Task instructions =
The data below must be copied in full and without any change.

-- start --

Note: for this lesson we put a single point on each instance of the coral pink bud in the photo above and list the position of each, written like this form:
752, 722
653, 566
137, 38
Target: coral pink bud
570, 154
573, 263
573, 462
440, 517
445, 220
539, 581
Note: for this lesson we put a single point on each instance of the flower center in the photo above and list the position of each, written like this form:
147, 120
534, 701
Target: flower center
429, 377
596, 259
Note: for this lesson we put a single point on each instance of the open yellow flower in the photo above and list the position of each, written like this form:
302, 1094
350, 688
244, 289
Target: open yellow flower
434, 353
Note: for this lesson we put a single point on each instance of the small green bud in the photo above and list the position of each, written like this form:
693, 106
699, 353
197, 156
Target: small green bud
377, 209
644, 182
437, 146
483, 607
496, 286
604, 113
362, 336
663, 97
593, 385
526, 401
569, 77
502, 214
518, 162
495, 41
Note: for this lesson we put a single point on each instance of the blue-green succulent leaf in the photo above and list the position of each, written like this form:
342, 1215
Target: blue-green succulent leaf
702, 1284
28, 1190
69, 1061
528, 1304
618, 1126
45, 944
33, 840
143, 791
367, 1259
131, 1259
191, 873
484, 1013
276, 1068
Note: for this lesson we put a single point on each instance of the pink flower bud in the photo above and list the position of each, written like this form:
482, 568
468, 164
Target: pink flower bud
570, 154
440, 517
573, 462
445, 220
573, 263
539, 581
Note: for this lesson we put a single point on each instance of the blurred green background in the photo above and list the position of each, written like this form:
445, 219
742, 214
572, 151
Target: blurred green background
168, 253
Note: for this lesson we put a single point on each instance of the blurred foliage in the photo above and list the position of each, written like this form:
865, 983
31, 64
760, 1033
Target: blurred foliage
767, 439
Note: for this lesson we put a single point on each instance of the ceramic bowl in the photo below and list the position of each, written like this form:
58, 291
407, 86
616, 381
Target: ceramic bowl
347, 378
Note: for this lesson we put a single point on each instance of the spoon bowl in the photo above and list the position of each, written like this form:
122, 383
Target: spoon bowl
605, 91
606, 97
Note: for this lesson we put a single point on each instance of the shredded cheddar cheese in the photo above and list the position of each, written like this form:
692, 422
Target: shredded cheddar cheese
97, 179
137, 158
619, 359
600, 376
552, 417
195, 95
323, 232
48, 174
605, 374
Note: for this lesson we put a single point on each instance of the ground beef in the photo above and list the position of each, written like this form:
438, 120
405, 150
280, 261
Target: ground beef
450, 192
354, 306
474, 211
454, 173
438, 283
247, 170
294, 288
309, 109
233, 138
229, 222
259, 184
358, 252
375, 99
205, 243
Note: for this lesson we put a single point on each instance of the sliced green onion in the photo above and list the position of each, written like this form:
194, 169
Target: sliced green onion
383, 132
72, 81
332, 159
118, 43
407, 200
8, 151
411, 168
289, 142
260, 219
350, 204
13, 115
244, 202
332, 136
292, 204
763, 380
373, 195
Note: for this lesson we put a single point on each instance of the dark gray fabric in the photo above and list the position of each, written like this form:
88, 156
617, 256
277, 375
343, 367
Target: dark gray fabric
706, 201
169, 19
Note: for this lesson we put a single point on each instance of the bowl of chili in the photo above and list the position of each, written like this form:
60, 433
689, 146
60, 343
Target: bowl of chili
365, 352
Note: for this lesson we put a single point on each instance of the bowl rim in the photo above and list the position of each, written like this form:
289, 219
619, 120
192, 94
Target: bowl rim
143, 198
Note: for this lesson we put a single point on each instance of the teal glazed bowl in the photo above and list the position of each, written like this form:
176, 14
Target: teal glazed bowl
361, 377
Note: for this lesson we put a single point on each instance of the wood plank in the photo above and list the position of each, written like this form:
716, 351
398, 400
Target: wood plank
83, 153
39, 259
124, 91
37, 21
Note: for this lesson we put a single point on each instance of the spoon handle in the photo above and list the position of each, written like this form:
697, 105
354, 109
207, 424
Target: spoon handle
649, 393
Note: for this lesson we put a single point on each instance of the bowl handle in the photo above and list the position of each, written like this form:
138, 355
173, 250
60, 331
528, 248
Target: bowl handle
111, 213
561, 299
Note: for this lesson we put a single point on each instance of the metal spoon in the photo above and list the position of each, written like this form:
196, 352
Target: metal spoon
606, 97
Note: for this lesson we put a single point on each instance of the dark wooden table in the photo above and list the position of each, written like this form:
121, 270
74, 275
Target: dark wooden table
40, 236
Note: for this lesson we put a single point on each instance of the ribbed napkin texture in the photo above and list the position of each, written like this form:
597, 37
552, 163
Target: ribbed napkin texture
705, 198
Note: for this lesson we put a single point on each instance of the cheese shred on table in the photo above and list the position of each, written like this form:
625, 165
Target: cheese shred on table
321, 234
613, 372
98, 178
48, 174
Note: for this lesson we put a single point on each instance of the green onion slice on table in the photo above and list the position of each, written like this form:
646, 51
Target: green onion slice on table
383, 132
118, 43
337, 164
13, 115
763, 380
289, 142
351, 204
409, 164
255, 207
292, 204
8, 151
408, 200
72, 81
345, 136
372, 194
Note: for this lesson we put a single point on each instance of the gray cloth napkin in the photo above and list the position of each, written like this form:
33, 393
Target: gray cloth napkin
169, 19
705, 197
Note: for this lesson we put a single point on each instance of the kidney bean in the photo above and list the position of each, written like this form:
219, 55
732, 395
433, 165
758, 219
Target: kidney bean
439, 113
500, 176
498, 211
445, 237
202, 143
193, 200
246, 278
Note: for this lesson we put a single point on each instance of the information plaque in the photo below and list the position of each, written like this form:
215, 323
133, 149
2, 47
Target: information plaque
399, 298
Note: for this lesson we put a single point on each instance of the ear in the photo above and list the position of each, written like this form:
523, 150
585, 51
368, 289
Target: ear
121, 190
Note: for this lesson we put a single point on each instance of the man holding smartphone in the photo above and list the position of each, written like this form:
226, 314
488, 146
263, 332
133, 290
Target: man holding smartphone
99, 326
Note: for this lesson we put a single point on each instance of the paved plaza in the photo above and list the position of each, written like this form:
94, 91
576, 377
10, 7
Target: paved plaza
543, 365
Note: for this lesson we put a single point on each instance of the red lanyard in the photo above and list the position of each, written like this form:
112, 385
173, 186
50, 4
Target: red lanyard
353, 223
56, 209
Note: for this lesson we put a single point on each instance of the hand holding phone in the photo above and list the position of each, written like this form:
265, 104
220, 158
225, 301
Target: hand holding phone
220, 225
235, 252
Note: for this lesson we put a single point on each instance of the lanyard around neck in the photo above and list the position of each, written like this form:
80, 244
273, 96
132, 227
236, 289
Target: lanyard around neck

-- end --

Exercise result =
Note: for this lesson we put a single point on each instance of the coral pink bud in the photo above and list the position of each, written like this form:
752, 722
653, 566
137, 38
Target: coral pink bud
570, 154
573, 263
573, 462
440, 517
445, 220
539, 581
Note: for this lesson we put a single point on each instance of the flower center in the photo above and list the position of each, written like this form:
147, 120
534, 701
Target: flower center
429, 377
596, 259
Note: for this lesson we put a single point on each instance of the open yellow flower in the photo above and list the position of each, written like this form:
302, 1094
350, 688
244, 289
Target: open yellow flower
434, 353
Note: for this lesson we put a single point on each instance of the small green bud in the photo above and list the position of each, written like this form:
693, 106
699, 353
197, 156
Target: small green bud
377, 209
644, 182
437, 146
483, 607
496, 286
604, 113
362, 336
663, 97
593, 385
526, 401
569, 77
502, 214
518, 162
495, 41
Note: for this lesson we put a single point on each instance of the blue-green succulent leaf in the photo above and list the position of each, written like this form:
342, 1215
Target: blue-green succulent leaf
702, 1284
28, 1190
69, 1061
528, 1304
618, 1126
45, 944
33, 840
143, 791
367, 1259
131, 1259
191, 873
484, 1013
276, 1068
Note: for this lesson we put a single point on each instance of the pink flower bud in the photo above and list the position of each, written like this form:
482, 568
468, 164
Target: pink flower bud
570, 154
440, 517
573, 462
445, 220
573, 263
539, 581
Note: for this lesson we put a single point on each instance of the blurred green background in the photo above and list the position of each, written like this form:
445, 219
742, 214
572, 151
Target: blurred green background
168, 253
Note: for this lesson we put a single point on each instance of the blurred foliage in the photo above and list the position of each, written like this form:
865, 983
31, 64
760, 1033
Target: blurred foliage
767, 439
Note: for this lesson we put a single point on each instance of the ceramic bowl in the photo below and list the position of each, written like this form:
58, 291
407, 86
616, 381
Target: ceramic bowl
347, 378
Note: for this lesson we put a single point on each instance of the spoon bowl in the photo above and list the position of each, written like this form:
122, 383
Target: spoon bowl
605, 91
606, 97
Note: for this lesson we put a single point on each instance of the shredded cheddar cheese in the photo above and list the position of each, written like this form:
692, 422
Target: shredded cheddar cheese
97, 179
137, 158
619, 359
600, 376
552, 417
195, 95
323, 232
48, 174
605, 374
Note: for this lesson we put a single point on each instance of the ground beef in the photo above and list the position of each, written like this form:
438, 120
405, 150
280, 261
Target: ground beef
450, 192
354, 306
474, 211
454, 173
438, 283
247, 170
294, 288
309, 109
233, 138
229, 222
259, 184
358, 252
375, 99
205, 243
Note: for this lesson we put a single point on each instance of the sliced green onion in the photo above and list the position of each, written like this form:
194, 169
Target: sliced green onion
383, 132
72, 81
332, 159
118, 43
407, 200
8, 151
411, 168
289, 142
260, 219
350, 204
13, 115
244, 202
332, 136
292, 204
763, 380
373, 195
Note: for this lesson we put a single point on each instance of the dark gray fabric in the photo above and list the position of each, written like this form:
88, 156
617, 256
277, 375
343, 367
Target: dark gray fabric
706, 201
169, 19
Note: for this lesson we put a single point on each instance of the bowl of chili in the photo above and list the position of each, written like this form:
60, 433
689, 146
60, 343
Target: bowl of chili
365, 352
Note: for this lesson we put a single point on each instance of the bowl rim in the photo above and list the position of each, written like this form:
289, 219
619, 120
192, 94
Target: bowl rim
143, 198
Note: for this lesson we put a single point on each instance of the teal glazed bowl in the photo above and list the position of each, written like this form:
176, 14
Target: teal glazed bowl
361, 377
Note: for this lesson we put a single point on each instance of the wood plank in the photo above and list the position of each, written like this form:
716, 351
398, 400
Target: wood plank
83, 153
39, 259
124, 91
37, 21
Note: for this lesson we put a single point on each instance of the spoon handle in the photo above and list the position of each, written like this form:
697, 105
354, 109
207, 424
Target: spoon handle
649, 393
Note: for this lesson we put a single point on each instance of the bowl handle in the photo above and list the position of each, written like this form:
138, 355
173, 250
60, 331
528, 248
Target: bowl handle
111, 213
561, 299
Note: for this lesson we put a single point on each instance of the metal spoon in the photo above and list the position of each, written like this form:
196, 352
Target: metal spoon
606, 97
Note: for this lesson we put a single point on each instance of the dark wooden table in the photo above and list the position of each, written like this form:
121, 270
74, 275
Target: dark wooden table
40, 236
Note: for this lesson we put a single point on each instance of the ribbed napkin texture in the photo above and list the position of each, written like this form:
597, 37
552, 163
Target: ribbed napkin texture
705, 198
Note: for this lesson we put a single point on each instance of the cheese shred on table in the photo above and list the position of each, written like this form:
625, 165
Target: cheese shred on table
321, 234
613, 372
98, 178
48, 174
Note: for this lesson we put a single point on each instance of the green onion slice on table in the photo above and list the position of each, written like this form:
646, 51
Target: green onion slice on table
383, 132
118, 43
337, 164
13, 115
763, 380
289, 142
351, 204
409, 164
255, 207
292, 204
8, 151
408, 200
72, 81
345, 136
372, 194
Note: for this lesson we put a single point on each instance of the gray cloth napkin in the photo above and list the position of each, written like this form:
33, 393
Target: gray cloth napkin
169, 19
705, 197
Note: for this lesson we put a single point on each instance of the kidney bean in the photo above and list the position of each, written like this form:
219, 55
732, 395
433, 165
758, 219
Target: kidney bean
439, 113
500, 176
498, 211
445, 237
202, 143
193, 200
246, 278
Note: for this lesson we put a single point on each instance of the information plaque in the photo below and list the position of each, written like this form:
215, 323
133, 149
2, 47
Target: information plaque
399, 298
Note: for this lesson we put a single point on each instance of the ear in the photo above and list the position of each, written like this form:
523, 150
585, 51
368, 289
Target: ear
121, 190
Note: for this lesson we put a single point on each instance of the man holding smartphone in the photo above and list the position of each, written like this form:
226, 314
488, 146
263, 332
133, 290
Target: man holding smartphone
99, 326
Note: for this lesson we put a single point on each instance of the paved plaza in the photo above and list the position of each, written like this form:
94, 91
576, 377
10, 7
Target: paved plaza
543, 365
Note: for this lesson we put a single point on each instance of the red lanyard in the photo above and list the position of each, written like this form:
112, 385
173, 186
50, 4
Target: red lanyard
353, 223
56, 209
Note: for this lesson we put a single point on each instance of the hand holding phone in the photo above and list the position of each, written like this form:
265, 104
220, 158
225, 301
Target: hand holding phone
220, 225
235, 252
Note: for this lesson we put a single point on each instance of the lanyard around neck in the photo above and list the position of each, written like this form:
80, 244
273, 96
132, 227
236, 289
Target: lanyard around neck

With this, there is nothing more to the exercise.